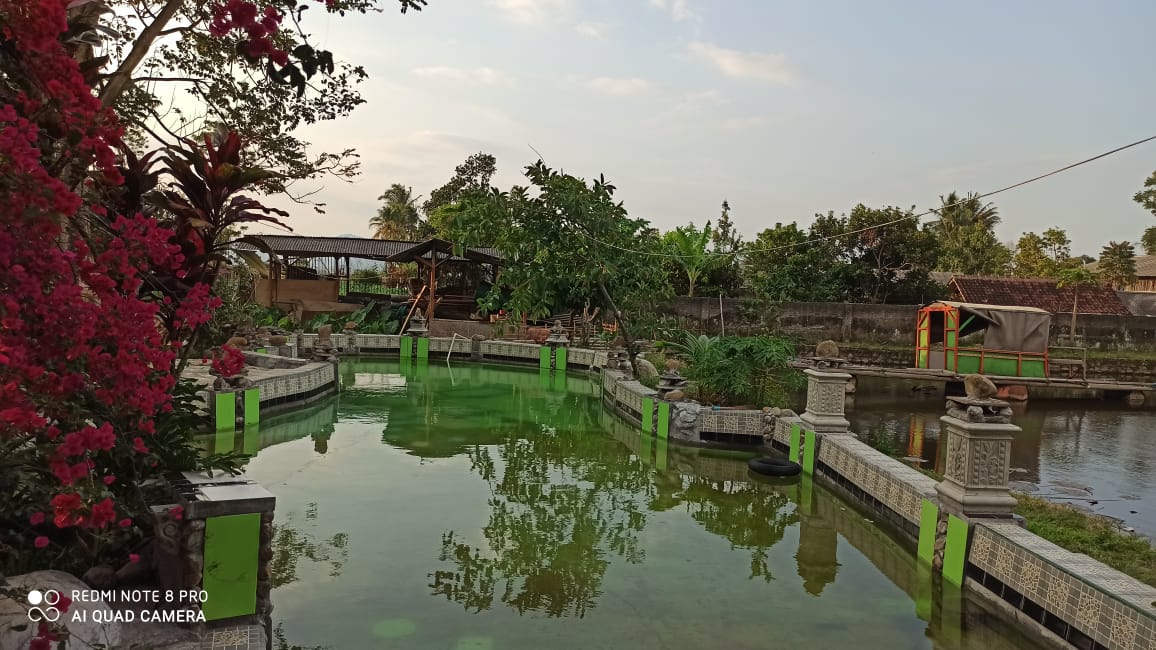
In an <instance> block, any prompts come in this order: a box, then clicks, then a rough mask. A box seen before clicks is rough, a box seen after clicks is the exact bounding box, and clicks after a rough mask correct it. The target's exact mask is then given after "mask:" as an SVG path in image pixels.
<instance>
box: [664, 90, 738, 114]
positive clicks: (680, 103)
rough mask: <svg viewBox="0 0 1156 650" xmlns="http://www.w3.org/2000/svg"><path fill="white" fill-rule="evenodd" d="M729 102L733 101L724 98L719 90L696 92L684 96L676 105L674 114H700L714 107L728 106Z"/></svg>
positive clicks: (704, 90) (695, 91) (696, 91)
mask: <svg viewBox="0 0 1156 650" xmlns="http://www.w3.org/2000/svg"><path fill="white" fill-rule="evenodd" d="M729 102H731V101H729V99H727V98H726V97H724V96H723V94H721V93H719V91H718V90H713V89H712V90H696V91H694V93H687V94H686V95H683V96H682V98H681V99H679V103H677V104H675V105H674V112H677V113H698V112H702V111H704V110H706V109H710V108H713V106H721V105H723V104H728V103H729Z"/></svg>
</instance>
------------------------------------------------------------
To do -> Copy all of the material above verbatim, leaving out the picture.

Task answer ->
In an <instance> block, any prompts come in this order: a box, then clicks, then a rough mask. A box seen before clicks is rough, a box seen after clicks is the exact bounding box, and clicks after a rough mask correct it. The target's exact mask is then given after "mask:" as an SVG path in image pixels.
<instance>
box: [664, 90, 738, 114]
positive clicks: (680, 103)
rough mask: <svg viewBox="0 0 1156 650" xmlns="http://www.w3.org/2000/svg"><path fill="white" fill-rule="evenodd" d="M729 102L733 101L724 98L719 90L696 92L684 96L676 105L674 114H700L714 107L728 106Z"/></svg>
positive clicks: (704, 90) (695, 91) (696, 91)
mask: <svg viewBox="0 0 1156 650" xmlns="http://www.w3.org/2000/svg"><path fill="white" fill-rule="evenodd" d="M729 102H731V101H729V99H727V98H726V97H724V96H723V94H721V93H719V91H718V90H713V89H712V90H696V91H694V93H687V94H686V95H683V96H682V98H681V99H679V103H677V104H675V105H674V112H677V113H698V112H702V111H704V110H706V109H710V108H713V106H721V105H723V104H728V103H729Z"/></svg>
</instance>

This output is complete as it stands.